# [TEXTO FORNECIDO]
A Parashá desta semana, Itró, começa justamente no reencontro de Moshé com sua família. Após ter escutado todos os milagres que D'us havia feito ao povo judeu, Itró levou Tzipora e seus filhos ao encontro de Moshé no deserto. A Torá então explica o porquê dos nomes que Moshé deu aos seus filhos: "E os dois filhos dela, cujo nome de um deles era Guershom, pois ele (Moshé) disse "fui um peregrino (do hebraico "Guer") em uma terra estranha"; e o nome do outro era Eliezer, pois "o D'us de meu pai veio em minha ajuda (do hebraico "Ezer"), e Ele me salvou da espada do faraó" (Shemot 18:2-4).

Mas surgem algumas dúvidas sobre os nomes escolhidos por Moshé. Entendemos o nome dado a Eliezer, que foi na verdade um agradecimento à salvação milagrosa de D'us. Mas qual foi o propósito de dar o nome Guershom ao seu outro filho, ressaltando que ele era apenas um residente temporário em uma terra estranha? Além disso, Moshé deveria ter chamado seu primeiro filho de Eliezer e não o segundo, pois ele foi salvo da espada do faraó antes de ter se tornado um peregrino em Midian. Por que ele inverteu a ordem?

Registros de caixas rotuladas:
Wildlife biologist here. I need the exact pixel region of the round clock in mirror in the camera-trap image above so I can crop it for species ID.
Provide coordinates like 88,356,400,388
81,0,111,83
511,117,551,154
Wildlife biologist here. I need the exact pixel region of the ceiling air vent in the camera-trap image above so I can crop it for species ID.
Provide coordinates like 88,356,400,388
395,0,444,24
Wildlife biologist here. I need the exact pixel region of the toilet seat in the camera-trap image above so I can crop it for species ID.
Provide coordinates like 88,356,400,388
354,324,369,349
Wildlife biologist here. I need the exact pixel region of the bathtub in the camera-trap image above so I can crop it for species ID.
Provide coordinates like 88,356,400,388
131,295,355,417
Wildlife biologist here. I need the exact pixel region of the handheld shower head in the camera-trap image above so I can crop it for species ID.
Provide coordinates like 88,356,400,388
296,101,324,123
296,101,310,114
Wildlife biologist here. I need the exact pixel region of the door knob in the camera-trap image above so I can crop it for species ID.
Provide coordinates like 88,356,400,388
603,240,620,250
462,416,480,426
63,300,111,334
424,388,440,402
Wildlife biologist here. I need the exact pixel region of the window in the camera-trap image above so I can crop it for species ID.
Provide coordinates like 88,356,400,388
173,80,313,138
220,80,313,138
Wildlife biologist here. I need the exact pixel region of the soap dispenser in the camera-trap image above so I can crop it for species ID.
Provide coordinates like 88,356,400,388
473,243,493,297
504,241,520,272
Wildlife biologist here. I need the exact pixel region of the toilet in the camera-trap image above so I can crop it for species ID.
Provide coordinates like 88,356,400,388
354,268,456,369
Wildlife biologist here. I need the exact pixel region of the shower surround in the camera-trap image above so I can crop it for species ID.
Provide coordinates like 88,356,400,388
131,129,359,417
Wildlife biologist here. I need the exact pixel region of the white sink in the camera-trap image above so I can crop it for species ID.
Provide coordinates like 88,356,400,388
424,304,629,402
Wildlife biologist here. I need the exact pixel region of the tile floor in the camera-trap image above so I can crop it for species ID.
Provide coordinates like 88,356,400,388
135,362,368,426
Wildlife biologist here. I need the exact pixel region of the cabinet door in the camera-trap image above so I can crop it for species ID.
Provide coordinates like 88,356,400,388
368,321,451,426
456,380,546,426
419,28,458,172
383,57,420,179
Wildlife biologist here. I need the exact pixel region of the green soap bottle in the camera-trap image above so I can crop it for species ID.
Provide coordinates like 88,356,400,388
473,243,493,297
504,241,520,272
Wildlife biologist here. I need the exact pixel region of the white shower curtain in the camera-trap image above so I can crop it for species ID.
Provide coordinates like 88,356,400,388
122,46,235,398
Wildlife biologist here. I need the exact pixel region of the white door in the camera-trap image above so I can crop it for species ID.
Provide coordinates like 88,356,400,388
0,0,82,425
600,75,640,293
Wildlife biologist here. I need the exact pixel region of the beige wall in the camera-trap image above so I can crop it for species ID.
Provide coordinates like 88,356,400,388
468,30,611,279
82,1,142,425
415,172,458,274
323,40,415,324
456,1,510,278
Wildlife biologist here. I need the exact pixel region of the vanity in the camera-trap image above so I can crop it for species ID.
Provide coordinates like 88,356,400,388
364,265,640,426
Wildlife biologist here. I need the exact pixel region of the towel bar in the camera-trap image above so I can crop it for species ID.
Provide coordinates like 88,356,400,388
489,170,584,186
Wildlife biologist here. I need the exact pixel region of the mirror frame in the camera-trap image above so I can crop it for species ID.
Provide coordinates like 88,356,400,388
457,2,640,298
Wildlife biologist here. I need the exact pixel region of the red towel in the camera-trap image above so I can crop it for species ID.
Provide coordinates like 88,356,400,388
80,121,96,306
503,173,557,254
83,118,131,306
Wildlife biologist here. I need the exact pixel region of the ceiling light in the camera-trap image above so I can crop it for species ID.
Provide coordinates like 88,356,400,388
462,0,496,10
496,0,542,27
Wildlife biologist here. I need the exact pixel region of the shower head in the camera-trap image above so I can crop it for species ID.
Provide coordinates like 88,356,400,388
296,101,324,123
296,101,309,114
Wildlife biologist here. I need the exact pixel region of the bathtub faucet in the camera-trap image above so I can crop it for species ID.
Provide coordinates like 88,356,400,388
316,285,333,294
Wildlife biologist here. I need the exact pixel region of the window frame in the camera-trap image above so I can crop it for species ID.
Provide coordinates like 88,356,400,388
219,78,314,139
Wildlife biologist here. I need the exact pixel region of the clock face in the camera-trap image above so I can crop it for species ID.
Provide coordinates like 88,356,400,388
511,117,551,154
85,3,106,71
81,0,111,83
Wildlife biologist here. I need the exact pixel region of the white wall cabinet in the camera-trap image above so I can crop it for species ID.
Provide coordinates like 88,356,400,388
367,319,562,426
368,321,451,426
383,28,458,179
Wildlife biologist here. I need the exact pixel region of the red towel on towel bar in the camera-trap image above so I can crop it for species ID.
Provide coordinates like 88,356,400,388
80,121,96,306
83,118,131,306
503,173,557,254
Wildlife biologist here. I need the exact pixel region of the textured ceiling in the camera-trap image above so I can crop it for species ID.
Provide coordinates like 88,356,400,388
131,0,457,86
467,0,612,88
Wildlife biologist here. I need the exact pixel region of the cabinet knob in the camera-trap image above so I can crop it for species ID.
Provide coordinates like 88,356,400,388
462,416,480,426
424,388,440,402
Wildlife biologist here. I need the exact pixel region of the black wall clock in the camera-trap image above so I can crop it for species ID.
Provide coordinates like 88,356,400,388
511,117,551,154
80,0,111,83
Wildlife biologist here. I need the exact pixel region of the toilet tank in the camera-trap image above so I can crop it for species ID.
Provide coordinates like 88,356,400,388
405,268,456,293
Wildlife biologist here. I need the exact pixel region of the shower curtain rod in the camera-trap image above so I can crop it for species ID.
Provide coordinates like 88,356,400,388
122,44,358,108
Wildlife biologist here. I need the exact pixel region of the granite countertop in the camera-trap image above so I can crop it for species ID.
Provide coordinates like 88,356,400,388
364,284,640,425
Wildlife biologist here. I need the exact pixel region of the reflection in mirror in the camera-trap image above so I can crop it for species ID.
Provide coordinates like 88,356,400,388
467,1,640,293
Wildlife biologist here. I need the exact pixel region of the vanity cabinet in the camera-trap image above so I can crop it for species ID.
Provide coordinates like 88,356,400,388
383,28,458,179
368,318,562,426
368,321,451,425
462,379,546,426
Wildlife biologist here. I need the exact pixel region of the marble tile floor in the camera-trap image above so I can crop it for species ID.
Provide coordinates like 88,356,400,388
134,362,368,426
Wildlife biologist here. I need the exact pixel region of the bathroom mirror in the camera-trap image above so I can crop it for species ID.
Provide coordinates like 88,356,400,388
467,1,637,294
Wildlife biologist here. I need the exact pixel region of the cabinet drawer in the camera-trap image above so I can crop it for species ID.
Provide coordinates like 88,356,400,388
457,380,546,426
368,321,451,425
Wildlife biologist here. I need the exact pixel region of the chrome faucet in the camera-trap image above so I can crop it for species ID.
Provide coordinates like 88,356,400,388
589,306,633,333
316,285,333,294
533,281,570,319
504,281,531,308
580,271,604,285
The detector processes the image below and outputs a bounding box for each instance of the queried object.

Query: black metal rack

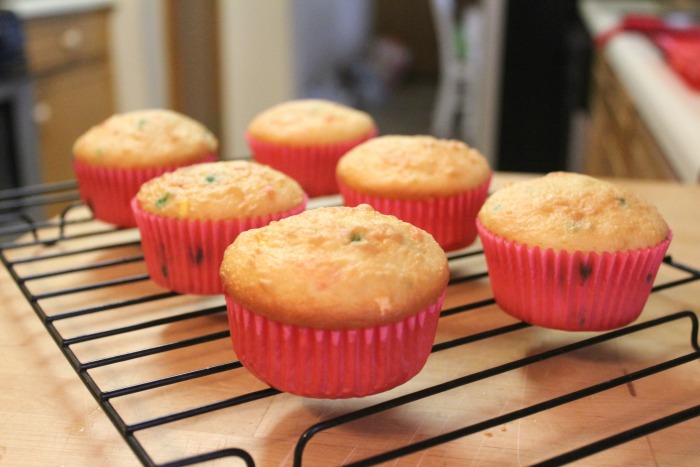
[0,182,700,466]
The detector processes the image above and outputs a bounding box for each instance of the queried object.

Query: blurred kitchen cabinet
[585,55,678,180]
[24,8,115,182]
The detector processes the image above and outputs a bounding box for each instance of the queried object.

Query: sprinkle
[177,199,190,217]
[156,193,170,209]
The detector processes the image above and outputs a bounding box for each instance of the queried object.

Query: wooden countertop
[0,174,700,466]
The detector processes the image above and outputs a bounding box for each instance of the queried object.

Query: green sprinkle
[156,193,170,209]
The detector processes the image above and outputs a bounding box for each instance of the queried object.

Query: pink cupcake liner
[73,154,217,227]
[226,292,445,399]
[245,128,377,197]
[131,197,306,295]
[477,220,672,331]
[338,174,491,251]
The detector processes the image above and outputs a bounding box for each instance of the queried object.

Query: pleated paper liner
[338,175,491,251]
[477,221,671,331]
[226,292,445,399]
[246,128,377,197]
[132,197,307,295]
[73,154,217,227]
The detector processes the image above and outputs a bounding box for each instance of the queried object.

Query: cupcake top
[479,172,669,253]
[221,205,449,329]
[248,99,375,146]
[136,160,304,220]
[336,135,491,199]
[73,109,219,168]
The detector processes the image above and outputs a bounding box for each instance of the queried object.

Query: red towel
[595,15,700,91]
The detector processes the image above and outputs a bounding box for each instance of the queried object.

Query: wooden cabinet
[585,54,678,180]
[24,9,114,186]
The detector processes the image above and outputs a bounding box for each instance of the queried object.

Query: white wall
[219,0,296,158]
[110,0,168,112]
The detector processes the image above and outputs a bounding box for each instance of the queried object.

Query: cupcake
[337,135,491,251]
[477,172,671,331]
[221,205,449,398]
[246,99,377,196]
[131,160,306,295]
[73,109,218,227]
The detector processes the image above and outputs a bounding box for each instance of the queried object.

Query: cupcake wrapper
[131,197,306,295]
[73,154,217,227]
[338,174,491,251]
[226,293,444,399]
[245,128,377,197]
[477,221,671,331]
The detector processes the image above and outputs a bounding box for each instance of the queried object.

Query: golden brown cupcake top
[248,99,375,147]
[336,135,491,199]
[73,109,219,168]
[136,160,304,220]
[479,172,668,253]
[221,205,449,329]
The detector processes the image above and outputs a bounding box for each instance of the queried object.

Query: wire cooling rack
[0,182,700,466]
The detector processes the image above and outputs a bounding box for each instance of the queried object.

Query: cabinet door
[34,62,114,182]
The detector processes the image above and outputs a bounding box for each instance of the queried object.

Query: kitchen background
[0,0,700,192]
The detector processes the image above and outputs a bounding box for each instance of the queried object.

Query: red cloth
[595,15,700,91]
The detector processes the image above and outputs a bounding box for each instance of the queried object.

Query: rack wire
[0,181,700,466]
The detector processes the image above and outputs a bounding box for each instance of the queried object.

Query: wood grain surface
[0,174,700,466]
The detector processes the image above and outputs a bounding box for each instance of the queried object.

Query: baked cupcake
[73,109,218,227]
[131,160,306,295]
[337,135,491,251]
[477,172,671,331]
[221,205,449,398]
[246,99,377,196]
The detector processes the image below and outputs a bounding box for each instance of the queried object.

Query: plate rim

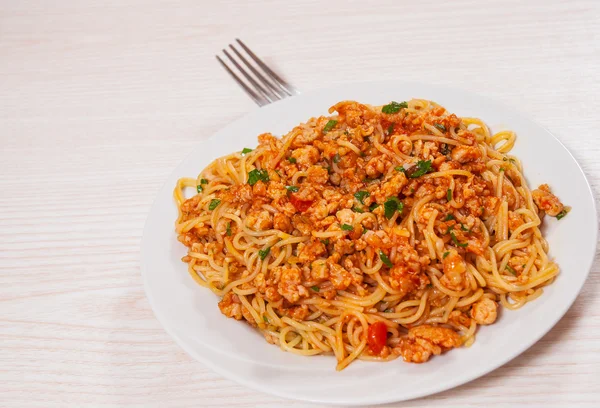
[140,81,598,406]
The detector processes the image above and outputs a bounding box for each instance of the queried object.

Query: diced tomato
[367,322,387,355]
[290,194,313,212]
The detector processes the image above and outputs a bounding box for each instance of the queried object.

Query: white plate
[142,82,597,405]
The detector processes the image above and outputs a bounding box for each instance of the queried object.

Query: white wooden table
[0,0,600,407]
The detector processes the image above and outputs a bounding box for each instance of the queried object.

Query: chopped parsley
[323,120,337,133]
[248,169,269,186]
[433,123,446,132]
[258,247,271,261]
[379,251,394,268]
[354,190,371,204]
[406,160,431,178]
[388,123,395,136]
[383,197,404,220]
[450,231,469,248]
[381,101,408,113]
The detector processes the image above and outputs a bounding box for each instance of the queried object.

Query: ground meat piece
[393,325,460,363]
[440,249,467,291]
[310,259,329,281]
[450,145,481,163]
[273,212,294,234]
[292,214,312,235]
[329,263,352,290]
[219,292,242,320]
[306,166,329,184]
[471,298,498,324]
[267,181,287,200]
[292,146,320,167]
[297,237,327,263]
[531,184,564,217]
[277,266,309,303]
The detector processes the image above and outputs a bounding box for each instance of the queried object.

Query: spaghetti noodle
[174,99,567,370]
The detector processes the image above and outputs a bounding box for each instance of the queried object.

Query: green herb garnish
[258,247,271,261]
[383,197,404,220]
[354,190,371,204]
[248,169,269,186]
[323,120,337,133]
[450,231,469,248]
[406,160,431,178]
[381,101,408,113]
[379,251,394,268]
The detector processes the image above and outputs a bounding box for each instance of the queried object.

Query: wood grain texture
[0,0,600,407]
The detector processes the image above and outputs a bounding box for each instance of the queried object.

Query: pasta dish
[174,99,569,370]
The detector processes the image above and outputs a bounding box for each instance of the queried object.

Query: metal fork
[216,38,300,106]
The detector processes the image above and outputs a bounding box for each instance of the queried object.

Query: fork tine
[229,44,288,99]
[235,38,299,96]
[216,55,269,106]
[223,49,277,102]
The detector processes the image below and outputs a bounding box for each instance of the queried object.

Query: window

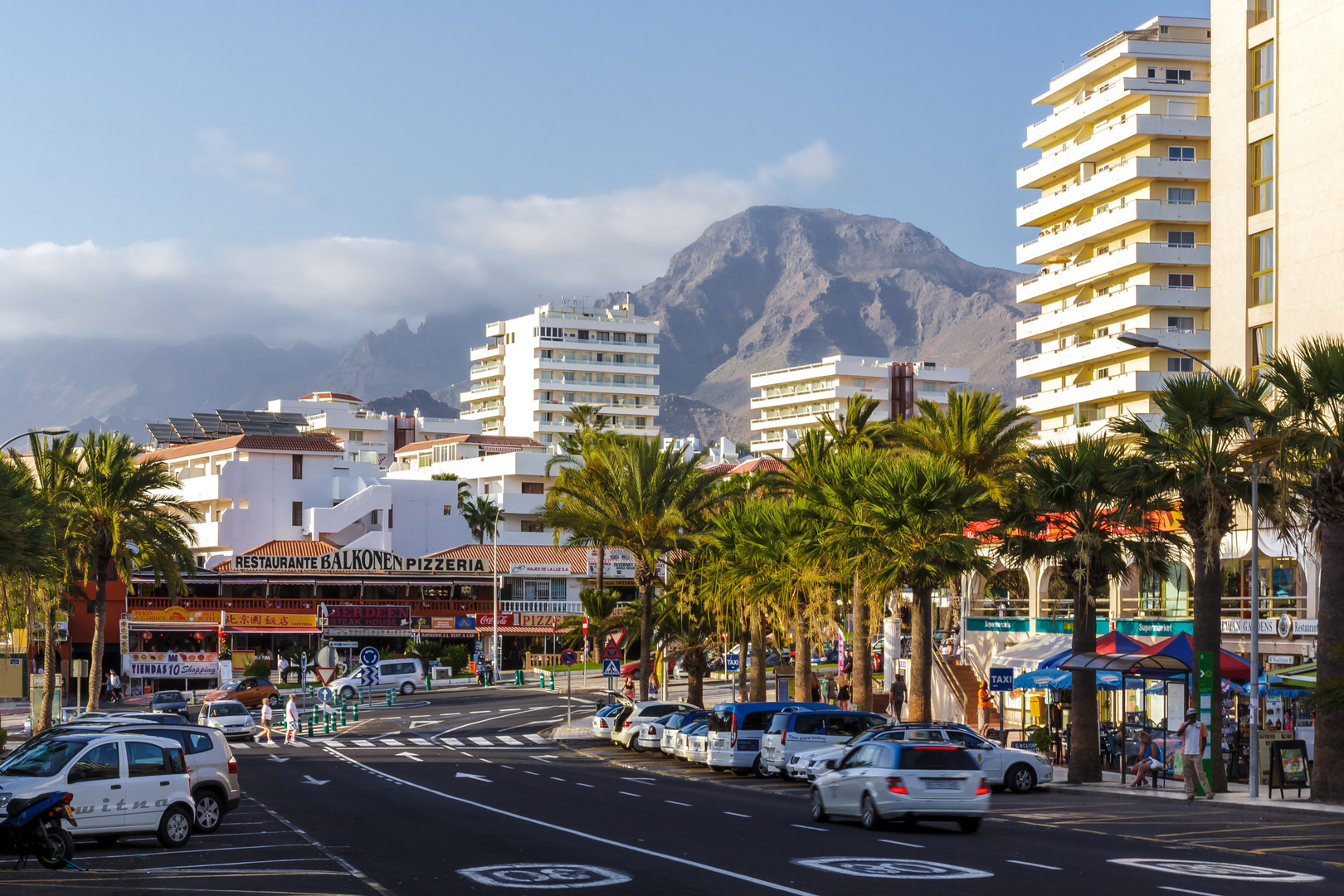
[1166,358,1195,373]
[1251,137,1274,215]
[1251,41,1274,118]
[1251,230,1274,305]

# [LISTA DE TAREFAS]
1) Transcreva sem alterações as entradas que vão da linha que contém "the ceiling air" até a linha que contém "354,268,456,369", incluindo as duas.
2) Retome o texto sobre os nomes dos filhos de Moshé a partir do ponto em que ele termina.

# [RESPOSTAS POR TAREFA]
1)
Wildlife biologist here. I need the exact pixel region of the ceiling air vent in the camera-trap image above so I can crop it for species ID.
Provide coordinates like 88,356,400,388
395,0,444,24
Wildlife biologist here. I need the exact pixel region of the toilet seat in the camera-trap image above so I can crop it for species ID.
Provide coordinates like 88,356,400,388
354,324,369,349
Wildlife biologist here. I need the exact pixel region of the bathtub in the camera-trap image above so I can crop it for species ID.
Provide coordinates like 88,356,400,388
131,295,355,417
Wildlife biologist here. I need the exact pixel region of the handheld shower head in the camera-trap image above so I can crop it for species ID.
Provide coordinates like 88,356,400,388
296,101,324,123
296,101,310,114
Wildlife biologist here. I need the exact pixel region of the door knob in the camera-trap image above so I can crop it for species ID.
Provide coordinates like 88,356,400,388
603,240,620,250
462,416,480,426
63,300,111,334
424,388,440,402
Wildlife biologist here. I need the exact pixel region of the window in the camera-trap image above so I can crop it for species ID.
Provide coordinates like 88,356,400,388
173,80,313,138
220,80,313,138
Wildlife biologist here. I need the exact pixel region of the soap dispenser in the camera-trap image above so I can crop it for species ID.
Provide coordinates like 88,356,400,388
473,243,493,297
504,241,520,272
Wildlife biologist here. I need the exact pixel region of the toilet in the camera-trap image above so I can crop it for species ID.
Provide coordinates like 88,356,400,388
354,268,456,369

2)
Explica o Chafetz Chaim que quando Moshé estava em Midian, ele olhou em volta e percebeu que era a única pessoa do lugar que acreditava em D'us. Mesmo Itró, seu sogro, que futuramente se converteu ao judaísmo, naquele momento ainda era um sacerdote idólatra, e apenas quando D'us fez todos os milagres da saída do Egito é que ele despertou e deixou de acreditar na tolice de servir estátuas. Moshé, por estar completamente sozinho, teve medo de ser influenciado pelos atos e idéias das pessoas que estavam à sua volta. Por isso, logo que seu primeiro filho nasceu, ele escolheu um nome que seria constantemente um lembrete para que ele não se desviasse dos caminhos corretos. Mas como o nome Guershom podia ajudar a protegê-lo? O que ser um peregrino o ajudava a não transgredir?

Diz Shlomo Hamelech (Rei Salomão), o mais sábio de todos os homens: "Os vivos sabem que vão morrer, os mortos não sabem de nada" (Kohelet - Eclesiastes 9:5). O que significa este versículo? Afinal, todos os vivos sabem que vão morrer algum dia, e é óbvio que os mortos não sabem de nada, pois já morreram! Explicam os nossos sábios que "vivos" se refere aos Tzadikim (Justos), pois mesmo depois que morrem seus bons atos ficam aqui para sempre, é como se ainda estivessem vivos. "Mortos" se refere aos Reshaim (malvados), cujos maus atos fazem com que fosse melhor que nem tivessem vindo ao mundo. Shlomo Hamelech está ensinando que os Tzadikim são aqueles que sabem que vão morrer, isto é, colocam no coração a idéia de que esta vida é apenas passageira, que temos um tempo limitado para cumprir o nosso papel e poder meritar o Mundo Vindouro, e com isso não cometem transgressões. Já os Reshaim são aqueles que não sabem que vão morrer, isto é, não colocam no coração que esta vida é passageira, vivem como se nunca fossem morrer e por isso acabam cometendo transgressões e não aproveitando as oportunidades espirituais.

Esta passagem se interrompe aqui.